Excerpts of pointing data
<<<<

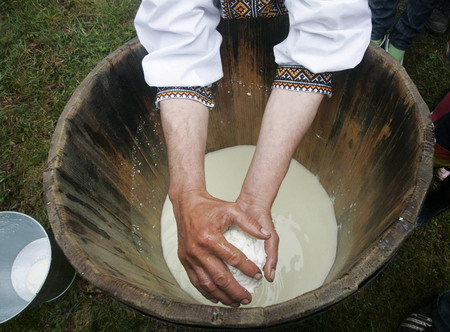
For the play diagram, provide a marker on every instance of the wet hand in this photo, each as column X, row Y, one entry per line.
column 261, row 213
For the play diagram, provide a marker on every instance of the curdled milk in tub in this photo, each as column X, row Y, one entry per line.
column 304, row 218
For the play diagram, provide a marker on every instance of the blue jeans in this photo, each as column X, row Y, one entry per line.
column 408, row 26
column 441, row 312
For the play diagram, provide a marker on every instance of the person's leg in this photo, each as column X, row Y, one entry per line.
column 383, row 13
column 411, row 22
column 441, row 312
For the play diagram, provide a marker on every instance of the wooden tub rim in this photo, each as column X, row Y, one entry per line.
column 177, row 312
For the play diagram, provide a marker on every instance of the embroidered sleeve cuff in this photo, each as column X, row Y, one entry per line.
column 201, row 94
column 298, row 78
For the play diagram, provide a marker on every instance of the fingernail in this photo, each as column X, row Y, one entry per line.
column 272, row 274
column 265, row 231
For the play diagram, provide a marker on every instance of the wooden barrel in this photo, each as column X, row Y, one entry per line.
column 371, row 146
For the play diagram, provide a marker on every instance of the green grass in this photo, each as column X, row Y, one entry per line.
column 48, row 46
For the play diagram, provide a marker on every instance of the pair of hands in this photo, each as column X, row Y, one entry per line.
column 202, row 219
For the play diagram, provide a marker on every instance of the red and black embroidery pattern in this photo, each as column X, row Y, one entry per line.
column 298, row 78
column 201, row 94
column 252, row 8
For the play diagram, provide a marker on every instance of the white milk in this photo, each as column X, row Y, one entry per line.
column 30, row 268
column 304, row 219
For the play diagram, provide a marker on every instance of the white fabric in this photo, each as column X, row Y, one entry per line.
column 184, row 45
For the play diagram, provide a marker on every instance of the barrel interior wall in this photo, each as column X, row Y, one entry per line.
column 112, row 177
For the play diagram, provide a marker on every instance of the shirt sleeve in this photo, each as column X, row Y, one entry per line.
column 182, row 42
column 325, row 35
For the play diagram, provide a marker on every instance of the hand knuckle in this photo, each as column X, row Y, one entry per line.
column 221, row 280
column 234, row 259
column 207, row 285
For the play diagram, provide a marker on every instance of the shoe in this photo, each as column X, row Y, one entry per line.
column 438, row 21
column 394, row 51
column 441, row 173
column 418, row 322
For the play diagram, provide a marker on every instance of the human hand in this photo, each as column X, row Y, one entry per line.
column 261, row 213
column 203, row 250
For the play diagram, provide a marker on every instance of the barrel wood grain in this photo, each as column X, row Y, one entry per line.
column 371, row 146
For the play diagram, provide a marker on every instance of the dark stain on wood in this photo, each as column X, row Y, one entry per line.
column 371, row 145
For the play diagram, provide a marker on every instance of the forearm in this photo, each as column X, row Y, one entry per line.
column 185, row 126
column 287, row 117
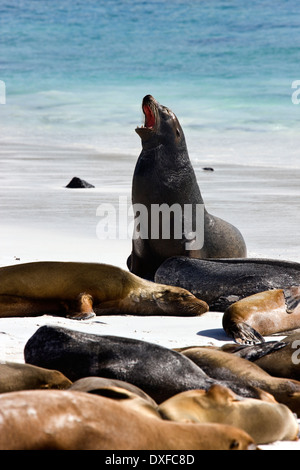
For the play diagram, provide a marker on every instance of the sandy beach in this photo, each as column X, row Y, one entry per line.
column 43, row 220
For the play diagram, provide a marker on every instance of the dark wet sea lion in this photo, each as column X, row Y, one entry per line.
column 158, row 371
column 164, row 176
column 263, row 314
column 99, row 385
column 265, row 422
column 222, row 282
column 79, row 290
column 15, row 377
column 221, row 365
column 133, row 397
column 66, row 420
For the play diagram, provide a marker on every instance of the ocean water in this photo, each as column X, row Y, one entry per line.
column 75, row 75
column 76, row 72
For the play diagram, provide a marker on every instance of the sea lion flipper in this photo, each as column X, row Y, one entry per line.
column 292, row 298
column 81, row 315
column 244, row 334
column 254, row 352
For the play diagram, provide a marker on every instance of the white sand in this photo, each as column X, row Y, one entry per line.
column 41, row 220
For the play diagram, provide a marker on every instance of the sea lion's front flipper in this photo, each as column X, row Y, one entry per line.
column 83, row 308
column 292, row 298
column 243, row 333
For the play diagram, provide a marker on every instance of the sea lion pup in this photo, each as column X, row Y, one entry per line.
column 284, row 362
column 221, row 365
column 81, row 290
column 164, row 179
column 14, row 377
column 158, row 371
column 263, row 314
column 264, row 422
column 133, row 397
column 66, row 420
column 222, row 282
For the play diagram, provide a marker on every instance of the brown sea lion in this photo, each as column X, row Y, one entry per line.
column 286, row 361
column 66, row 420
column 165, row 179
column 222, row 365
column 263, row 314
column 265, row 422
column 134, row 397
column 14, row 377
column 157, row 370
column 81, row 290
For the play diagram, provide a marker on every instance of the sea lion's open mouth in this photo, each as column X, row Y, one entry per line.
column 149, row 110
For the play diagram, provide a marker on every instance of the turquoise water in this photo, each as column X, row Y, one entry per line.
column 76, row 72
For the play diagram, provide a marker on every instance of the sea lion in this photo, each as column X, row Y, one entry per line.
column 265, row 422
column 81, row 290
column 284, row 362
column 221, row 365
column 134, row 397
column 66, row 420
column 157, row 370
column 263, row 314
column 222, row 282
column 164, row 178
column 14, row 377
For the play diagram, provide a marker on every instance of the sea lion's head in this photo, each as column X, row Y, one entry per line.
column 161, row 126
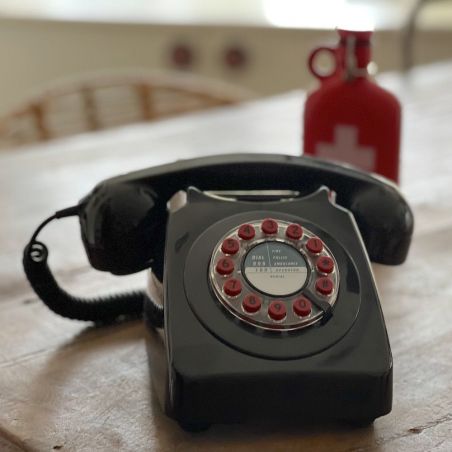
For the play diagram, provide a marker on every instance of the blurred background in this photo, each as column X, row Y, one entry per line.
column 259, row 46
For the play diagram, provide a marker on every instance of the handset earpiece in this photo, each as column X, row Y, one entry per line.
column 104, row 309
column 123, row 228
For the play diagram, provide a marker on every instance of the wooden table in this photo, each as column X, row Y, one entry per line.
column 65, row 385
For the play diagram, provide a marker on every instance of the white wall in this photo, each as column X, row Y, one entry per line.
column 37, row 52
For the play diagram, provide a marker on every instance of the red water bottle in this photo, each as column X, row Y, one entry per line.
column 349, row 118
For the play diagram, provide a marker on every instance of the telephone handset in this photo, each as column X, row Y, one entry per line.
column 268, row 289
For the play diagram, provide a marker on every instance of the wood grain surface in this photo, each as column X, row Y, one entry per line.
column 65, row 385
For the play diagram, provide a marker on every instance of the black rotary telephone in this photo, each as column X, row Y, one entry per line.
column 270, row 309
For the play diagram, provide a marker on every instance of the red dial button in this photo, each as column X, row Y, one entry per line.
column 246, row 232
column 277, row 310
column 225, row 266
column 232, row 287
column 325, row 264
column 230, row 246
column 302, row 306
column 324, row 285
column 314, row 245
column 269, row 226
column 251, row 303
column 294, row 231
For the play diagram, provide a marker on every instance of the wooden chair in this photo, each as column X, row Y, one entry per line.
column 102, row 101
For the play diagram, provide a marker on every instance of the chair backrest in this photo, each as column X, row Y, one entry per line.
column 101, row 101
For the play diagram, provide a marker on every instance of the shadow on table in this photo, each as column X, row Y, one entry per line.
column 102, row 373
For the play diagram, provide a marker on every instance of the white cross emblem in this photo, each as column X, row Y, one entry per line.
column 345, row 148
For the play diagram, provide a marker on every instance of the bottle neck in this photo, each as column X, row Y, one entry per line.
column 355, row 55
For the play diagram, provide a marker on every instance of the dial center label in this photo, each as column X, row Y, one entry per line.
column 275, row 268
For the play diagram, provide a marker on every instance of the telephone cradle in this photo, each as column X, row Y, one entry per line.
column 270, row 309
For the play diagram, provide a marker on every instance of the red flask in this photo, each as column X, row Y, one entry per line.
column 349, row 118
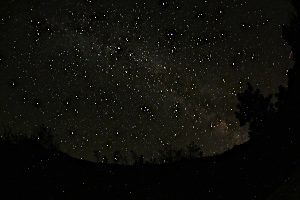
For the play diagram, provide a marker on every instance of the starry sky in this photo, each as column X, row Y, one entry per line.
column 138, row 75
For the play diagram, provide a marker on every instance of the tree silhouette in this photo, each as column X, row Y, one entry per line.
column 105, row 160
column 141, row 160
column 254, row 108
column 167, row 155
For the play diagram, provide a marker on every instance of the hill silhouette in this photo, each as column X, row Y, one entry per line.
column 258, row 169
column 254, row 169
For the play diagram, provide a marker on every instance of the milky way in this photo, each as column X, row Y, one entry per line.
column 137, row 75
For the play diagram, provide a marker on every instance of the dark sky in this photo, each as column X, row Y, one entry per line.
column 137, row 75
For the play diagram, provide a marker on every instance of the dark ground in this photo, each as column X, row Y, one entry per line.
column 256, row 169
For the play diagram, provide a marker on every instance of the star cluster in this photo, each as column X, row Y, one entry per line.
column 134, row 75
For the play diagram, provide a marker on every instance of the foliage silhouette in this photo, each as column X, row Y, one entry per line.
column 253, row 108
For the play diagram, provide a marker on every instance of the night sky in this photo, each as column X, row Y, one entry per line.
column 138, row 75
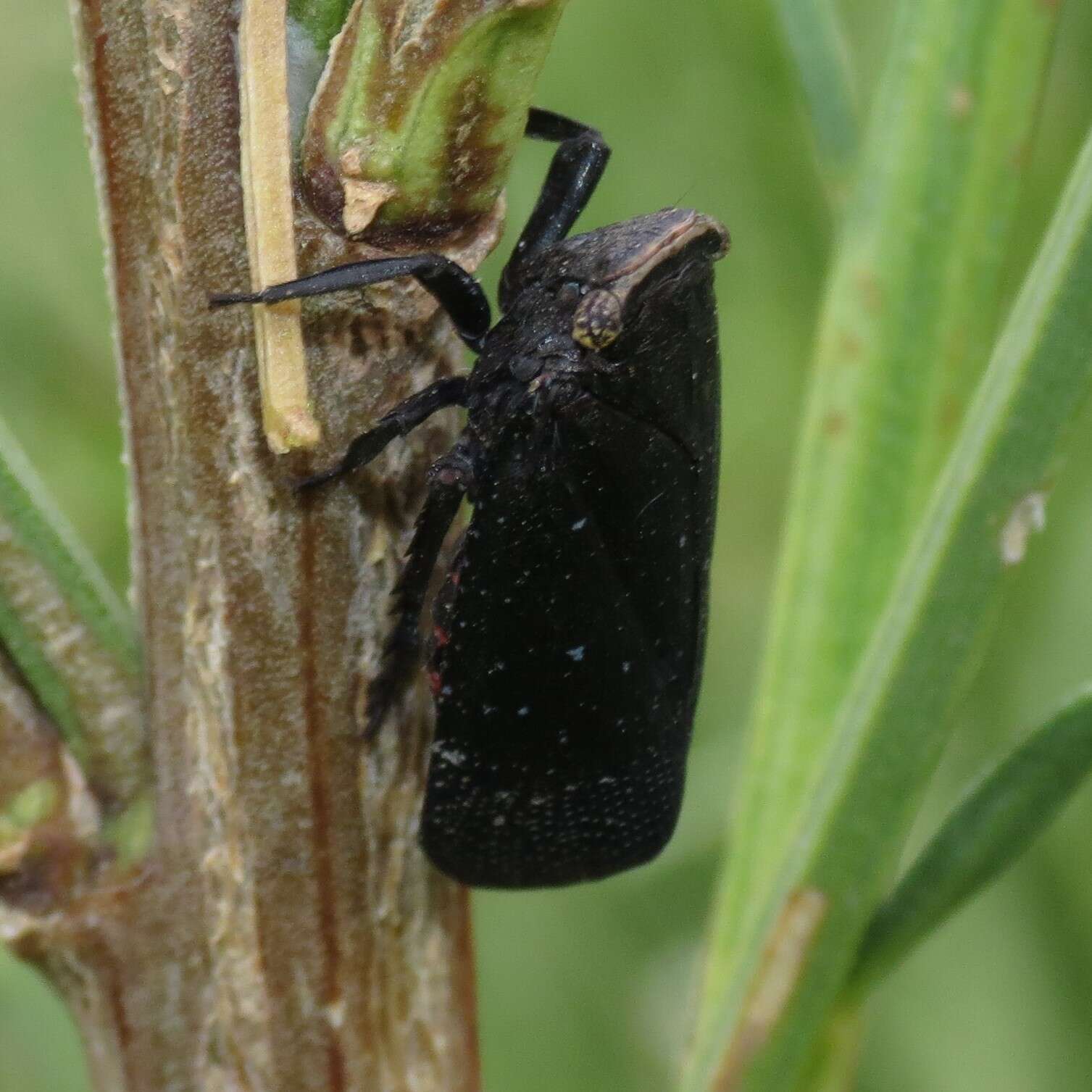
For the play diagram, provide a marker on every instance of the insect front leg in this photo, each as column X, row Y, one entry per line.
column 448, row 480
column 456, row 291
column 573, row 174
column 400, row 420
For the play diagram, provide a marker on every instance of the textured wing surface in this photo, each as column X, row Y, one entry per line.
column 567, row 652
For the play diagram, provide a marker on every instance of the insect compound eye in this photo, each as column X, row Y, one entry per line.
column 598, row 320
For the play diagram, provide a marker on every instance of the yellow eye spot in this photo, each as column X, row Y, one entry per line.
column 598, row 320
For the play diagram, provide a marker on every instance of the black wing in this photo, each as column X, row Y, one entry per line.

>>>>

- _What you will do_
Render the stretch of rows from the line containing "the red dial" through the line containing "column 251, row 303" as a two-column CSV with the headers request and points. Give one line per request, with the request text and its answer each in a single quoted field and any line breaks replaced by spaces.

- _Result for this exercise_
request,points
"For the play diagram, provide a marker on every instance of the red dial button in this photo, each as column X, row Y, one entry per line.","column 246, row 232 column 277, row 310 column 225, row 266 column 232, row 287 column 325, row 264 column 230, row 246 column 302, row 306 column 324, row 285 column 314, row 245 column 269, row 226 column 251, row 303"